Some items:
------------

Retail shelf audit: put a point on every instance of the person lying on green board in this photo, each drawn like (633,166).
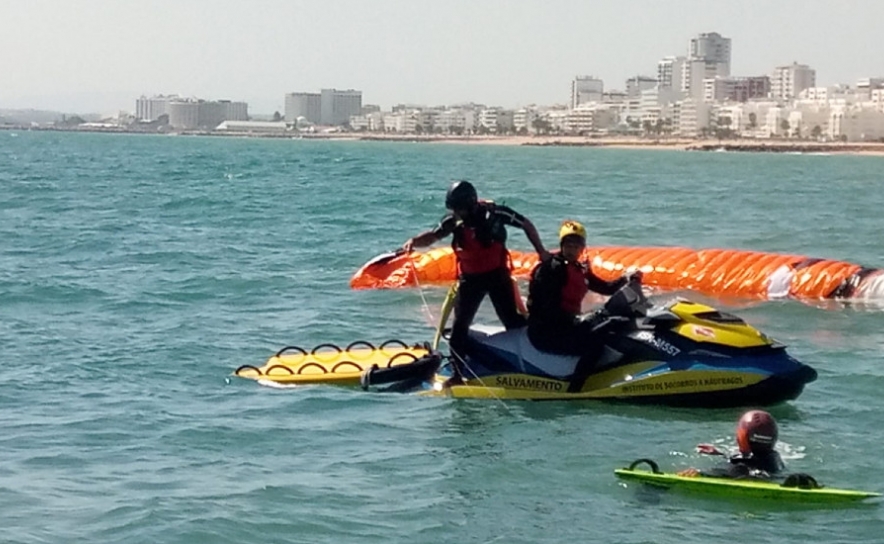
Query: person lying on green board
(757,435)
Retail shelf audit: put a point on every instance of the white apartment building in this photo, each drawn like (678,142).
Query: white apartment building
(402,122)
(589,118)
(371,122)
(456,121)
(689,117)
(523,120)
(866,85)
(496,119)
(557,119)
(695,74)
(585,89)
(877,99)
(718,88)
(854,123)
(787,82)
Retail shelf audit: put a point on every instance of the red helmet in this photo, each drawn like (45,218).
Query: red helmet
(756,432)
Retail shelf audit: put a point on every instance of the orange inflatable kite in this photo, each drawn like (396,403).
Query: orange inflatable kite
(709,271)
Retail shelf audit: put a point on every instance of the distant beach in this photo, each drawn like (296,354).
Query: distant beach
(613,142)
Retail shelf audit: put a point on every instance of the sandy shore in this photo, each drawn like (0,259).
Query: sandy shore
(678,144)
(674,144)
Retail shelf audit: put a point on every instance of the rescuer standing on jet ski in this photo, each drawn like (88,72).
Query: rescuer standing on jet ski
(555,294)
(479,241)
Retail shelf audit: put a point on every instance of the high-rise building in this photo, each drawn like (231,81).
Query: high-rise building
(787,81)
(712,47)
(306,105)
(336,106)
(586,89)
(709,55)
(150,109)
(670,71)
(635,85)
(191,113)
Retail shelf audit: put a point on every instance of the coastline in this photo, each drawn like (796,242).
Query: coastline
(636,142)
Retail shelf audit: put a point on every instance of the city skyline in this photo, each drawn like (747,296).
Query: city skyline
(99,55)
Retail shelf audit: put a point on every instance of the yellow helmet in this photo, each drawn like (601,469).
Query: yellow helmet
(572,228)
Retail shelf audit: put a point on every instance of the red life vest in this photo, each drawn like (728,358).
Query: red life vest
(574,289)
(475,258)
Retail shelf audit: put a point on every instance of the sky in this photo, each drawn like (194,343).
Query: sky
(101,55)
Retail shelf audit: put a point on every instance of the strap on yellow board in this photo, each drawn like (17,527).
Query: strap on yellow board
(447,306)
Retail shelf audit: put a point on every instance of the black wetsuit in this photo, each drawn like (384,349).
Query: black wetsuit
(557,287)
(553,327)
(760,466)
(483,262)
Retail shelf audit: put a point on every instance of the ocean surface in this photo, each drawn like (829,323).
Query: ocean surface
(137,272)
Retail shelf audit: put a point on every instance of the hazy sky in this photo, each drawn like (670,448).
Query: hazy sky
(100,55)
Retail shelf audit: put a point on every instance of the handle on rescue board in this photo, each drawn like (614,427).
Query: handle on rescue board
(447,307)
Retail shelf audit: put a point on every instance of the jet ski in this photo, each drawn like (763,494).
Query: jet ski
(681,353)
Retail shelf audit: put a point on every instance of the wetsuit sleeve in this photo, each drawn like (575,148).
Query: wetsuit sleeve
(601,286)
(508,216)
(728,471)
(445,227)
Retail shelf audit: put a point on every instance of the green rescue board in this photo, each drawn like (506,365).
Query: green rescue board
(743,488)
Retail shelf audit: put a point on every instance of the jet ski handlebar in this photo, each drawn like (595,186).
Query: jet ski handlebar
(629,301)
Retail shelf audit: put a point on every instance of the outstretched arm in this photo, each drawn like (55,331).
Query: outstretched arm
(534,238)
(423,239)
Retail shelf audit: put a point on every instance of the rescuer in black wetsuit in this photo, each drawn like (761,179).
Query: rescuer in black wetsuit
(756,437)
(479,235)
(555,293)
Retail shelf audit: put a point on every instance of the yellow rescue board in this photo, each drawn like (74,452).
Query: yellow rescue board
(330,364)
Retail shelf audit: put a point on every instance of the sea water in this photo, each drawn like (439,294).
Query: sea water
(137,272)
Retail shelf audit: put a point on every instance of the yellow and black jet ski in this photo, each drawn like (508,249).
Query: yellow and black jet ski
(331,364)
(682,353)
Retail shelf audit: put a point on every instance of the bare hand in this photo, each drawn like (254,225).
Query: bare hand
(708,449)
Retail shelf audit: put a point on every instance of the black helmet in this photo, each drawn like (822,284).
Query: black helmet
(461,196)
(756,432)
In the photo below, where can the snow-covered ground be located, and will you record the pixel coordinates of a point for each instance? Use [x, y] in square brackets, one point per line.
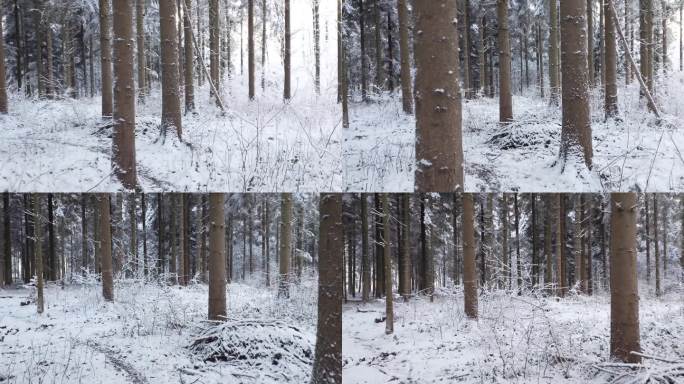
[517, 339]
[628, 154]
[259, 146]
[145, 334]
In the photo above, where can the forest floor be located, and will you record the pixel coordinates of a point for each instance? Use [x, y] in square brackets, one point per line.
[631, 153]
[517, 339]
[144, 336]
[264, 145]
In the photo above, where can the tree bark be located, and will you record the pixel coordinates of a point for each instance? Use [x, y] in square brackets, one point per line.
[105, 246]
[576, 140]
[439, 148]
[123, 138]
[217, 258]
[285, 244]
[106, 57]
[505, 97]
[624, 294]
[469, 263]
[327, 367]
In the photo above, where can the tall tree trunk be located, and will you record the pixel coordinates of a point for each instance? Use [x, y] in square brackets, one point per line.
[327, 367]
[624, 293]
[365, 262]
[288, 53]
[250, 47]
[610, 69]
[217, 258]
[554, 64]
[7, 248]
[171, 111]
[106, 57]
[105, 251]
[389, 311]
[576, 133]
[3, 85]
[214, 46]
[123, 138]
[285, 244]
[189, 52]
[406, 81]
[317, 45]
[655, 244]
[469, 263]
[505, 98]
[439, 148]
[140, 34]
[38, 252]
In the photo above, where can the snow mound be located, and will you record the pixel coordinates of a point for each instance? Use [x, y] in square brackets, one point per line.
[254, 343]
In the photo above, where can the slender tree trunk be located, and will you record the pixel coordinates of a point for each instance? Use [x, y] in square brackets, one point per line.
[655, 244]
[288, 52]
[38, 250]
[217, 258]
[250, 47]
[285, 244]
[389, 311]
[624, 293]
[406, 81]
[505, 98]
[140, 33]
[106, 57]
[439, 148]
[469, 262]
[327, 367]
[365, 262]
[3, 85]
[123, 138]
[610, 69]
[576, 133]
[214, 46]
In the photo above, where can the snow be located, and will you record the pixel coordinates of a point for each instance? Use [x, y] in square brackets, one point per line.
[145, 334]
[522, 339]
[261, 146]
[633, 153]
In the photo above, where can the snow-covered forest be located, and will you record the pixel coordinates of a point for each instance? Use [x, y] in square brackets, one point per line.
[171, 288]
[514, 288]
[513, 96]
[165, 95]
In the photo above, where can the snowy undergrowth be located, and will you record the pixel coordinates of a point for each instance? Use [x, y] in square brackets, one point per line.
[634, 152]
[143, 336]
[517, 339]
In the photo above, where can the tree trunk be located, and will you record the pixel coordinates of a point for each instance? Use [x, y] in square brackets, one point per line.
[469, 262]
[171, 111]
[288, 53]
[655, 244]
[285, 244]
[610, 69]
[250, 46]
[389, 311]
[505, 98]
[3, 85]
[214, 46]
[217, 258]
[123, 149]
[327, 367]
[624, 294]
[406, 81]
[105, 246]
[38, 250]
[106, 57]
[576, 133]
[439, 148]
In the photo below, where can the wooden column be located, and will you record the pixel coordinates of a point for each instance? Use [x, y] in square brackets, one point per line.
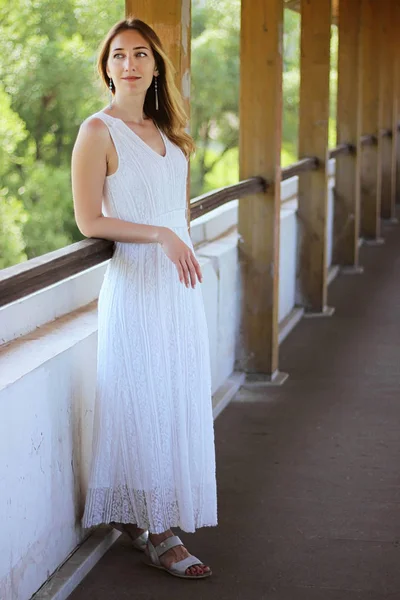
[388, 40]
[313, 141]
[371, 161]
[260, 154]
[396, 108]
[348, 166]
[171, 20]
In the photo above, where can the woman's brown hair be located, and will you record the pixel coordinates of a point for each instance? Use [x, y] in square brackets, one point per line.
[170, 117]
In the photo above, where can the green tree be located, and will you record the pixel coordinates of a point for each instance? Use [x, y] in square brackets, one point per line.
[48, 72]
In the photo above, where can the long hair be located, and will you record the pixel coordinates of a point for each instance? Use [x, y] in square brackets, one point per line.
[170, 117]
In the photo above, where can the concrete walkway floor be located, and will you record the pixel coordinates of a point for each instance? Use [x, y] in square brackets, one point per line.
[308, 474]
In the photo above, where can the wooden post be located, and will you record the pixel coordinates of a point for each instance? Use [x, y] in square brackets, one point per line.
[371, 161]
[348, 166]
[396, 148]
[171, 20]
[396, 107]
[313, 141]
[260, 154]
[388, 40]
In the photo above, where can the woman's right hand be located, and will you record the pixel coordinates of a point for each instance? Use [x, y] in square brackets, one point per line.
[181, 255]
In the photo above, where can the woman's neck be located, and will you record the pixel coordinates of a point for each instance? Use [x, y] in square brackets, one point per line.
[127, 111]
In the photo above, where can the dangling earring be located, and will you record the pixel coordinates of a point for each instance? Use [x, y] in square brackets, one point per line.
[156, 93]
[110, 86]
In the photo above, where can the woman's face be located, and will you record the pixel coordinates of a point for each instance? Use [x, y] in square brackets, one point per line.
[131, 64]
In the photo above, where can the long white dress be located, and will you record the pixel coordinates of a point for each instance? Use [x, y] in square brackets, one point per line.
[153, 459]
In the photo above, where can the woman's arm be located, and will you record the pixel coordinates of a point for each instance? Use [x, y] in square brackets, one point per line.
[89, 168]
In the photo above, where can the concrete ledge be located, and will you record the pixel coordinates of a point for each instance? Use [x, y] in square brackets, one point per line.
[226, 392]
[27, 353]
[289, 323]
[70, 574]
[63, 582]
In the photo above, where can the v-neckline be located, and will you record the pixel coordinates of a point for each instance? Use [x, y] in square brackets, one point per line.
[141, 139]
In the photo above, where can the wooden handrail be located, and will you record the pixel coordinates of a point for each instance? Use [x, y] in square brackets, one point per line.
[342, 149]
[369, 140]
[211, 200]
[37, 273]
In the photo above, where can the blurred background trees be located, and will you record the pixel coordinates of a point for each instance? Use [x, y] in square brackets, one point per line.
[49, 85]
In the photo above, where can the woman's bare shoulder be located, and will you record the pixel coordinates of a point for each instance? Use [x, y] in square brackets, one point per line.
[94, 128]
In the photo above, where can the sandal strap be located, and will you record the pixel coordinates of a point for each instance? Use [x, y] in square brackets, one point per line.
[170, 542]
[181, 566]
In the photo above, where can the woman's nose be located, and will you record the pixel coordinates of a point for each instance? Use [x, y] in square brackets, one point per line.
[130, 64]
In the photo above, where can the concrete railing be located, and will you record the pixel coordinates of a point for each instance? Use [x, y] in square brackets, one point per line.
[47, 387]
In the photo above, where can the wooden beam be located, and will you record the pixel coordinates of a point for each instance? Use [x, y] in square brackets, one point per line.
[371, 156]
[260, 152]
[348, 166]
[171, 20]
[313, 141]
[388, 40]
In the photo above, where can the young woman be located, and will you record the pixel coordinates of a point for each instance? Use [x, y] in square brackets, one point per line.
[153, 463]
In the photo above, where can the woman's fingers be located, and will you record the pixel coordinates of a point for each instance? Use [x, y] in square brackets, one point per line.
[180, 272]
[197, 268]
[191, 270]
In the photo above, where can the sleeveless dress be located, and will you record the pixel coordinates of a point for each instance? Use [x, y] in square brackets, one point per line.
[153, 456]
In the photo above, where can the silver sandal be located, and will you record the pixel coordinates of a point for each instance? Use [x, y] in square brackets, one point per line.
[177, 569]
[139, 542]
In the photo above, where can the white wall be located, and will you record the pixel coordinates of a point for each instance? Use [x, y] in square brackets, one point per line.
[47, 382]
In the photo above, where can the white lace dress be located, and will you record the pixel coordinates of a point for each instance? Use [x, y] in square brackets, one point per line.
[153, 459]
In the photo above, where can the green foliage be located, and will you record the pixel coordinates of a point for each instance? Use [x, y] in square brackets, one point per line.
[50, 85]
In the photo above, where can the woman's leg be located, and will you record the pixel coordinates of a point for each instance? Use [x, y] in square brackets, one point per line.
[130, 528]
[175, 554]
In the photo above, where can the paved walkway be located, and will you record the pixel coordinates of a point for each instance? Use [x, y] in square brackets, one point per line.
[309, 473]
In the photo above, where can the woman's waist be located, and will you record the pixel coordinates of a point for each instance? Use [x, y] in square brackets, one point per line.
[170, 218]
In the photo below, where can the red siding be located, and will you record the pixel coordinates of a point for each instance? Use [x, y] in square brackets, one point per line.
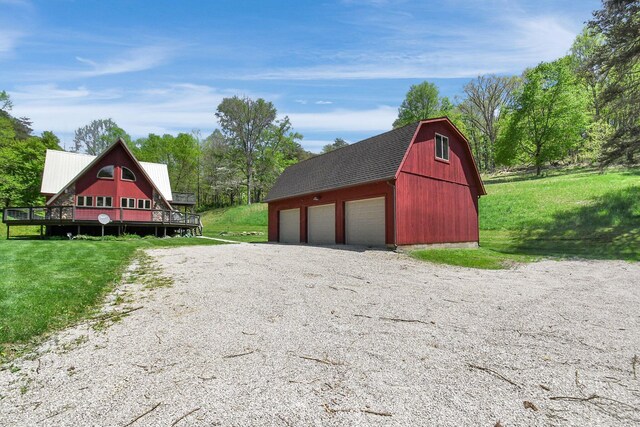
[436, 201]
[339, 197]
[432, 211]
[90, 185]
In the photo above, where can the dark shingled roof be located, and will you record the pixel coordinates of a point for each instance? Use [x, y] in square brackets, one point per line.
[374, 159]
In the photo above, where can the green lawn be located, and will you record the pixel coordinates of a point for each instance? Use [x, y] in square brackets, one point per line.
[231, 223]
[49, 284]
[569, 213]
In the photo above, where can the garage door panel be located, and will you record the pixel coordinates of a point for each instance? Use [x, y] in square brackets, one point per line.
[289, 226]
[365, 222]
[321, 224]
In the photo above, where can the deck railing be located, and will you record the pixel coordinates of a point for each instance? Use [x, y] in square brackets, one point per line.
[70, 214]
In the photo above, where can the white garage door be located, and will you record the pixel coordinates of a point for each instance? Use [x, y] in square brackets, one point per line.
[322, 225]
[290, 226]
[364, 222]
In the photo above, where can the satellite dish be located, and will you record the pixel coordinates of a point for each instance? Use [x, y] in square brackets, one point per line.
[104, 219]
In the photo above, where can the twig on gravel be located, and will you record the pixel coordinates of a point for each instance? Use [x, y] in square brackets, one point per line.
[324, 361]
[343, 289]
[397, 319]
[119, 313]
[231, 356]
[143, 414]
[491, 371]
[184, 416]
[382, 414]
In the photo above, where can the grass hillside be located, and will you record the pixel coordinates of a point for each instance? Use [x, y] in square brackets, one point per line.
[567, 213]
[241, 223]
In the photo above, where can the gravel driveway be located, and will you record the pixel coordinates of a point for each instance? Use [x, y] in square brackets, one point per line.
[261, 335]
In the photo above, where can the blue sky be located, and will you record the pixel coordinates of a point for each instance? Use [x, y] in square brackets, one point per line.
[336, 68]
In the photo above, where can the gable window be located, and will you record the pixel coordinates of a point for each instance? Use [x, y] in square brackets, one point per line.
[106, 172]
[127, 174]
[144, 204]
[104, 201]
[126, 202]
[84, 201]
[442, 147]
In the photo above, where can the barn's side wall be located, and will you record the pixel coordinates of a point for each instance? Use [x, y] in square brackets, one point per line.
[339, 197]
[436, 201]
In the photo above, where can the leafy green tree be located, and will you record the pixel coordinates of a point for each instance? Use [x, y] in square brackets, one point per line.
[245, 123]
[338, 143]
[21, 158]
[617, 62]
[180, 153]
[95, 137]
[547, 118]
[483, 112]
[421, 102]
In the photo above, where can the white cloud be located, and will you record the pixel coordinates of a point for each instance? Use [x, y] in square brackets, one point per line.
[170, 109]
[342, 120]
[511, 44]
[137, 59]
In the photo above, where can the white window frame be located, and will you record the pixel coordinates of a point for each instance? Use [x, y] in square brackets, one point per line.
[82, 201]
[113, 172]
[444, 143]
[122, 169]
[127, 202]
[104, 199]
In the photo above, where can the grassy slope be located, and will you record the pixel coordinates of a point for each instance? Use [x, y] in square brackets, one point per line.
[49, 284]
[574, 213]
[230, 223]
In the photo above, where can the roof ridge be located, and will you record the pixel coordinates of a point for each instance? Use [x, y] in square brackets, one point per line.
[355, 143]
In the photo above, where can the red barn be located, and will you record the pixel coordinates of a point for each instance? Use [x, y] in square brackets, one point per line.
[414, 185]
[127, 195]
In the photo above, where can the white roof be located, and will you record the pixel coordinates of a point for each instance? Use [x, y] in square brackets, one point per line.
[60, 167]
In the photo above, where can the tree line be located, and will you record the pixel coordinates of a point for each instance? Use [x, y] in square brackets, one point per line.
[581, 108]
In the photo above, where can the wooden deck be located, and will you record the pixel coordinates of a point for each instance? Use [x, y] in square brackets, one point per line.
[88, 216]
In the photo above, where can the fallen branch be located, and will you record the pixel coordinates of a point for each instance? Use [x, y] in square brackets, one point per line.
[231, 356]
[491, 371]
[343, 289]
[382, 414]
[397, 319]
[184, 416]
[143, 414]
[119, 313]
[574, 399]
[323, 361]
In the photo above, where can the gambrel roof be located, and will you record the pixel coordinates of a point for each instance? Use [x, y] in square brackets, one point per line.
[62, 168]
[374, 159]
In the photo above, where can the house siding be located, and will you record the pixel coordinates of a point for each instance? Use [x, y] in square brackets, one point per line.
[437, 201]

------------

=== Exercise instructions ===
Copy out, unchanged, the part of the items that opens with the line containing "In the photo above, where can the fallen" and runs through the last line of the items.

=== Result of this exercise ===
In the photo above, where can the fallen branch be located, and will you record the pixel coordinates of a point for each instance? Use [x, y] in square brackets, one point per line.
[231, 356]
[491, 371]
[343, 289]
[382, 414]
[397, 319]
[184, 416]
[143, 414]
[119, 313]
[574, 399]
[323, 361]
In the photo above, where can the gambrel roof be located, and will you record the pixel coordinates of a point for each instance? Use [x, y] in square brackets, one point per line.
[62, 168]
[374, 159]
In the photo above, where can the house siding be located, and will you record the pixel coordinates of a point for each instance? Use [x, y] in square brackets, one point per line.
[437, 201]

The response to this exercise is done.